TASK> Restate all of the data below word for word.
::: DATA PROVIDED :::
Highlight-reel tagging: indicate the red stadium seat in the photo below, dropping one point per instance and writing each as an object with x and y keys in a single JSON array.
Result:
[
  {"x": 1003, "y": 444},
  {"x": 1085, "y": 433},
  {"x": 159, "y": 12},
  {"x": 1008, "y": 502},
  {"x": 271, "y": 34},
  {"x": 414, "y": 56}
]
:::
EXERCISE ANSWER>
Highlight-reel tagging: indicate the red stadium seat in the photo below, dropping one point per instance and writing each as an object with x and y keys in a single JSON array.
Result:
[
  {"x": 1003, "y": 444},
  {"x": 1085, "y": 433},
  {"x": 159, "y": 12},
  {"x": 1008, "y": 502},
  {"x": 271, "y": 34},
  {"x": 414, "y": 56}
]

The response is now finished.